### SUPPLIED ENTRIES ###
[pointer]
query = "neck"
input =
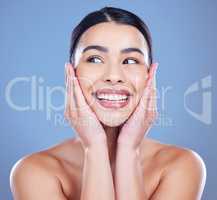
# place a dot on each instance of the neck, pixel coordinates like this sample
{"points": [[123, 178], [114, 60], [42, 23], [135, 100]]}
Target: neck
{"points": [[112, 136]]}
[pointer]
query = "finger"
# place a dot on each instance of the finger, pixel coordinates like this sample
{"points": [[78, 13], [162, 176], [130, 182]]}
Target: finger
{"points": [[70, 100], [77, 91], [151, 75]]}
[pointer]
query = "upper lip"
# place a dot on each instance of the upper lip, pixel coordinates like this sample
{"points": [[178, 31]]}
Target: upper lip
{"points": [[113, 91]]}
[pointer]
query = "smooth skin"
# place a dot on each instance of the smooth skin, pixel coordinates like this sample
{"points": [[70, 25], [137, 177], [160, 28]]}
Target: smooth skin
{"points": [[111, 157]]}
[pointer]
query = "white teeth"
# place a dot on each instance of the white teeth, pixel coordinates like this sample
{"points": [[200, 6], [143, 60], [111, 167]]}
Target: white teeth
{"points": [[112, 97]]}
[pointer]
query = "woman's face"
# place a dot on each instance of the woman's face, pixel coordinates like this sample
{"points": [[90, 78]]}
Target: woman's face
{"points": [[108, 70]]}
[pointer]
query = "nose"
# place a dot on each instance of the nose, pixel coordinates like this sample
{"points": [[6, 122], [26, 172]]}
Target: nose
{"points": [[113, 75]]}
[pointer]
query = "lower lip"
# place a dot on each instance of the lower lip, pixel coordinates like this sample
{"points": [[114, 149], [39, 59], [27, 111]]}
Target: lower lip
{"points": [[112, 104]]}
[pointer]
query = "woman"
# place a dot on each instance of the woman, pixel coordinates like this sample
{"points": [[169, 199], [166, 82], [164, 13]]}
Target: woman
{"points": [[111, 104]]}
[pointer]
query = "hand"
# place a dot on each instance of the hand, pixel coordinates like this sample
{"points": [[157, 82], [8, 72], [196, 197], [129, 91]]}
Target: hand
{"points": [[79, 114], [134, 129]]}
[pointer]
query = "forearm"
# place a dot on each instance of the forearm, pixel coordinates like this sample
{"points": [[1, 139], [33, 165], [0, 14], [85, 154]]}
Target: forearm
{"points": [[128, 175], [97, 181]]}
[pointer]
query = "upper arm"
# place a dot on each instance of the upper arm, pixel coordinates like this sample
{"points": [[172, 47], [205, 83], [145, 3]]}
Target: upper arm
{"points": [[184, 179], [30, 181]]}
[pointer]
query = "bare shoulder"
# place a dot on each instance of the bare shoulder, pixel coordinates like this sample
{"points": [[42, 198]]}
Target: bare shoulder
{"points": [[181, 168], [38, 174]]}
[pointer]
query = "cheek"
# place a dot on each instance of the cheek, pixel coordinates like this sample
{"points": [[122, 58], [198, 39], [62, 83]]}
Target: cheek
{"points": [[138, 77], [86, 79]]}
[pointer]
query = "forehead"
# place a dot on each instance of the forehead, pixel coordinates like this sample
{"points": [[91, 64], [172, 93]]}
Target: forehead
{"points": [[114, 36]]}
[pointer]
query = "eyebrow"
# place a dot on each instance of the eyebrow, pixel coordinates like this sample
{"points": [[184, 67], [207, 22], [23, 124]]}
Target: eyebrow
{"points": [[105, 50]]}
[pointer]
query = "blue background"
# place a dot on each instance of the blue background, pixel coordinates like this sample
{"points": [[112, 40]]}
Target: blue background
{"points": [[34, 41]]}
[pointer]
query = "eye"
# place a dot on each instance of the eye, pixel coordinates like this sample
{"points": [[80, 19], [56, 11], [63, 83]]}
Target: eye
{"points": [[91, 58], [135, 61]]}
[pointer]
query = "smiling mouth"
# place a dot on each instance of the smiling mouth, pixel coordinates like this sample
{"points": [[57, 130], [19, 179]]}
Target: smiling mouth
{"points": [[112, 101]]}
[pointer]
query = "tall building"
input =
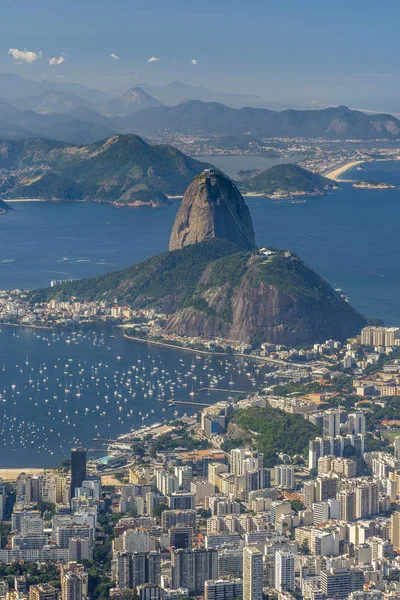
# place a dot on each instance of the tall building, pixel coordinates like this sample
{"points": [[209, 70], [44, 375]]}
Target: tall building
{"points": [[252, 573], [356, 423], [3, 498], [331, 423], [192, 568], [74, 582], [396, 444], [131, 569], [284, 571], [223, 589], [78, 468], [395, 530], [71, 587], [236, 457], [43, 591], [284, 476], [347, 500], [340, 582], [367, 499], [150, 591]]}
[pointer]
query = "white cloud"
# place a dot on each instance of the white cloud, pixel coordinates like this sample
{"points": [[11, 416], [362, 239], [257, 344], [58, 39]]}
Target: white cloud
{"points": [[24, 56], [56, 61]]}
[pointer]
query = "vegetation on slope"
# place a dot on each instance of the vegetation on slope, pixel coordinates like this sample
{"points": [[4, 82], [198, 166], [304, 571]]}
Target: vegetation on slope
{"points": [[122, 169], [171, 274], [273, 431]]}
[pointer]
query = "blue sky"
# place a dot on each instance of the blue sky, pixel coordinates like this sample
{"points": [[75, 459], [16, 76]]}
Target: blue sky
{"points": [[288, 51]]}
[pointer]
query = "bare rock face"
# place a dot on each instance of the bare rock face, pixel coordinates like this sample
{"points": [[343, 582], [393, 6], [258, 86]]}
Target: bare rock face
{"points": [[212, 207]]}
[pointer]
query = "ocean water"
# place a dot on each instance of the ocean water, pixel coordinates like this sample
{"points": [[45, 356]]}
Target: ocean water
{"points": [[351, 237], [59, 389]]}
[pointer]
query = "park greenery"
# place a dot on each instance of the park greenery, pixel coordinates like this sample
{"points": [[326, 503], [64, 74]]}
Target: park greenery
{"points": [[273, 431]]}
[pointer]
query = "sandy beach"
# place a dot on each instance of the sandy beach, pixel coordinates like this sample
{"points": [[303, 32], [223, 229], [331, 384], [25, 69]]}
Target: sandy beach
{"points": [[335, 174], [12, 474]]}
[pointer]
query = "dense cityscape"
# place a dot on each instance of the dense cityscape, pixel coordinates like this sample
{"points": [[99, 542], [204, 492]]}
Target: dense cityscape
{"points": [[290, 491], [199, 300]]}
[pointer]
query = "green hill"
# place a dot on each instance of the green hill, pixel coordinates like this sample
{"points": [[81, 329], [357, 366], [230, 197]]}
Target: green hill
{"points": [[272, 431], [122, 169], [287, 179], [215, 289]]}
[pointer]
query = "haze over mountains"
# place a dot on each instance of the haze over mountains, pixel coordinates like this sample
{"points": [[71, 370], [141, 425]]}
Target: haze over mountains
{"points": [[219, 284], [76, 114], [123, 169]]}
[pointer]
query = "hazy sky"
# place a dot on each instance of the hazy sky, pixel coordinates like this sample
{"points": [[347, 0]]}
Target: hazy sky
{"points": [[288, 51]]}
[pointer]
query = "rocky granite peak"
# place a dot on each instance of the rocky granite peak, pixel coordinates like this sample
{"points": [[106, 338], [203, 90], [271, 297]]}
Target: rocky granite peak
{"points": [[212, 207]]}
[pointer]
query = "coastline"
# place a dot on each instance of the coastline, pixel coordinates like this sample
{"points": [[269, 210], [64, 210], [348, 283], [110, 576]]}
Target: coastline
{"points": [[12, 473], [25, 325], [335, 174], [235, 354]]}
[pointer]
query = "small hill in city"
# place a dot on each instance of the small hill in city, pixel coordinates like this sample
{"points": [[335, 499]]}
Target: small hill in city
{"points": [[217, 289]]}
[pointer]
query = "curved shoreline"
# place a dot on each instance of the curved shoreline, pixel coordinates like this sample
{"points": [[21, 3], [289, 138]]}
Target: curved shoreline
{"points": [[335, 174]]}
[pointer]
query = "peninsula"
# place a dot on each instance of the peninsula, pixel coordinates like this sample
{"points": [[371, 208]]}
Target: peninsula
{"points": [[215, 283]]}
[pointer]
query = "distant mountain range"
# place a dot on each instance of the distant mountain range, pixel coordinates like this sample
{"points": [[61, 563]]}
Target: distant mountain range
{"points": [[213, 118], [76, 114], [177, 92], [123, 169], [287, 180], [218, 284]]}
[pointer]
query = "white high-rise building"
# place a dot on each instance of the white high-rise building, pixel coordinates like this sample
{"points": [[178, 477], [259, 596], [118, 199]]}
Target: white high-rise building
{"points": [[396, 444], [3, 498], [284, 476], [235, 459], [357, 423], [166, 484], [284, 571], [252, 573], [331, 423]]}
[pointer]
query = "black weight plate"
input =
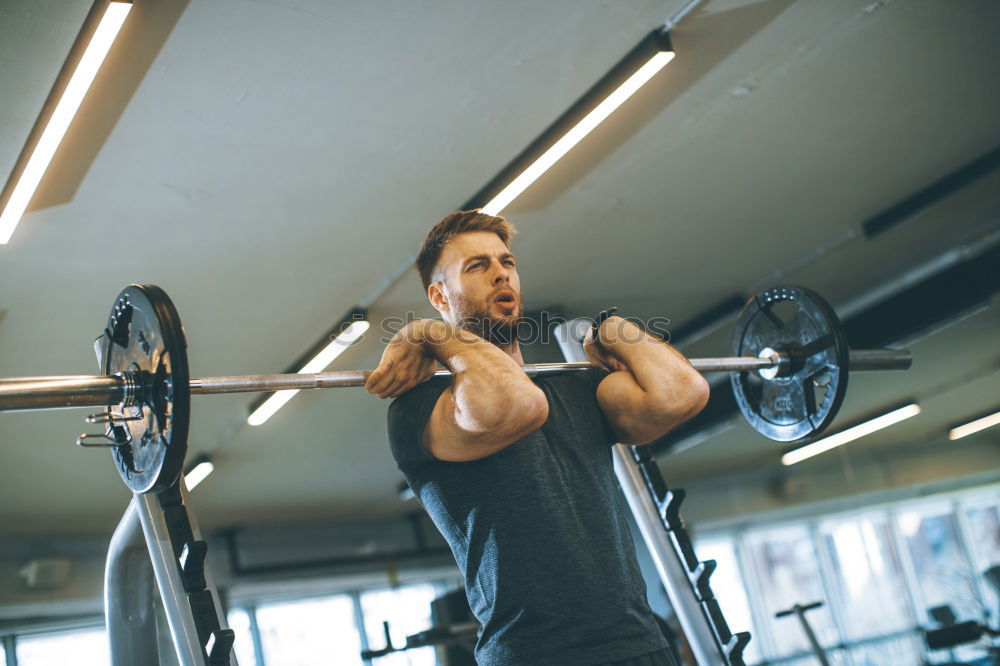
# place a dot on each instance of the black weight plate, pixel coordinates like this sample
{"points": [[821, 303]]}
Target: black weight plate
{"points": [[800, 322], [145, 340]]}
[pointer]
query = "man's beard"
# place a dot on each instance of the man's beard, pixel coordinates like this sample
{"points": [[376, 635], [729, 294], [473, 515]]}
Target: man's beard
{"points": [[475, 318]]}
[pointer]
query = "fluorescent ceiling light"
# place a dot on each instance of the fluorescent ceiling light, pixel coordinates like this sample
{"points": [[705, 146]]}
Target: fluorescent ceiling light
{"points": [[637, 68], [974, 426], [198, 473], [58, 123], [843, 437], [350, 335]]}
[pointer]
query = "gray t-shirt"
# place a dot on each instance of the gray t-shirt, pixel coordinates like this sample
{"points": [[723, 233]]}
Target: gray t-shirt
{"points": [[538, 529]]}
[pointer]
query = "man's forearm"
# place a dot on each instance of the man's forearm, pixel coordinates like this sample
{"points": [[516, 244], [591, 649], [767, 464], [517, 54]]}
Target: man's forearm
{"points": [[658, 369]]}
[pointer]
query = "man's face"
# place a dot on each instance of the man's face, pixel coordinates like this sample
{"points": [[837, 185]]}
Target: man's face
{"points": [[481, 291]]}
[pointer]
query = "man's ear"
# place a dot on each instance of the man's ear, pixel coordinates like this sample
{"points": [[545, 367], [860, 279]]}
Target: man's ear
{"points": [[437, 297]]}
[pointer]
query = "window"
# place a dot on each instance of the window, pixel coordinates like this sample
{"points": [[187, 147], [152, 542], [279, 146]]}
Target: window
{"points": [[899, 650], [942, 572], [983, 521], [868, 575], [787, 572], [407, 610], [80, 648], [729, 588], [302, 633], [239, 622]]}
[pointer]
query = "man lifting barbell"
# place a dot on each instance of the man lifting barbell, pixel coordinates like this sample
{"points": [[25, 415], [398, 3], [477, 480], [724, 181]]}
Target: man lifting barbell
{"points": [[517, 472]]}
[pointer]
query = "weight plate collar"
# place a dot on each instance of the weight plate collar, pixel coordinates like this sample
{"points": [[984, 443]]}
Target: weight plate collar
{"points": [[144, 343], [803, 400]]}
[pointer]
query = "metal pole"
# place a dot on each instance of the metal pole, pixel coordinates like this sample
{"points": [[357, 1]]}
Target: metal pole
{"points": [[675, 579], [128, 595], [161, 552], [672, 572], [800, 612], [25, 393]]}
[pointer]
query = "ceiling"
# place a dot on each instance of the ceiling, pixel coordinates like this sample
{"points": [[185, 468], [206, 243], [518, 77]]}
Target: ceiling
{"points": [[270, 164]]}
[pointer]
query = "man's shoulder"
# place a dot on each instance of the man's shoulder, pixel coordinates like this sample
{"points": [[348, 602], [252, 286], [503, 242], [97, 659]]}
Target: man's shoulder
{"points": [[407, 417]]}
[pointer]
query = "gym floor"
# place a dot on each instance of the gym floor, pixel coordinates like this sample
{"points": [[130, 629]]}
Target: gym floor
{"points": [[274, 167]]}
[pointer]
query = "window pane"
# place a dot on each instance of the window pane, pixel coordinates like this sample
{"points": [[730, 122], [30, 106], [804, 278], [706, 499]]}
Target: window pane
{"points": [[304, 633], [787, 570], [943, 574], [869, 575], [239, 622], [984, 528], [730, 590], [80, 648], [407, 610], [900, 650]]}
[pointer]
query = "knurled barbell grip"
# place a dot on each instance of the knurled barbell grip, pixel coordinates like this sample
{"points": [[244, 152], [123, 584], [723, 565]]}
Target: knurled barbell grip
{"points": [[25, 393]]}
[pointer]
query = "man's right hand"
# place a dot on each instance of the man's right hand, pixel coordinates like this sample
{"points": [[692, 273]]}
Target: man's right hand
{"points": [[405, 362]]}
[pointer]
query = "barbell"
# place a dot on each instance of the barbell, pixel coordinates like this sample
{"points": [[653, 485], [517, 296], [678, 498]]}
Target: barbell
{"points": [[789, 375]]}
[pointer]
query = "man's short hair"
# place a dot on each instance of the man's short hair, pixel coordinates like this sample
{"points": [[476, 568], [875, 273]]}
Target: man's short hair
{"points": [[459, 222]]}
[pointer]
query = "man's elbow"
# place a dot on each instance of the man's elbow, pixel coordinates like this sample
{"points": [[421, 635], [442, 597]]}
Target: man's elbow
{"points": [[688, 397], [528, 411], [511, 416]]}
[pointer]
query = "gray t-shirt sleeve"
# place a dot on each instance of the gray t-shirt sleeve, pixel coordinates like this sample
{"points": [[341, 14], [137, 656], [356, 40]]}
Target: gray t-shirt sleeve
{"points": [[407, 417]]}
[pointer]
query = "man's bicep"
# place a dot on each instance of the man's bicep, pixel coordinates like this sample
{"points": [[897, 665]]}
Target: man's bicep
{"points": [[408, 417], [624, 405]]}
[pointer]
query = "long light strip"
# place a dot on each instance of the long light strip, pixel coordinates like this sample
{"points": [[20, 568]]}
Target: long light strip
{"points": [[67, 107], [974, 426], [318, 363], [198, 473], [577, 132], [860, 430]]}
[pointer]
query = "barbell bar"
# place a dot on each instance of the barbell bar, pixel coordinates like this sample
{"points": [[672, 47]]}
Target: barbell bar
{"points": [[55, 392], [789, 366]]}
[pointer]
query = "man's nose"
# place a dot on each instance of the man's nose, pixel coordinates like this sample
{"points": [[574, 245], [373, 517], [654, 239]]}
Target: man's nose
###
## DIRECTIONS
Which lines above contain the word "building", with case counting? Identify each one and copy it out in full.

## FINAL RESULT
query = "tall building"
# place a dot on each instance of the tall building, pixel coordinates like this sample
Target: tall building
query = "white high-rise building"
# place a dot on each instance of the white high-rise building, pixel coordinates like this sample
Target: white high-rise building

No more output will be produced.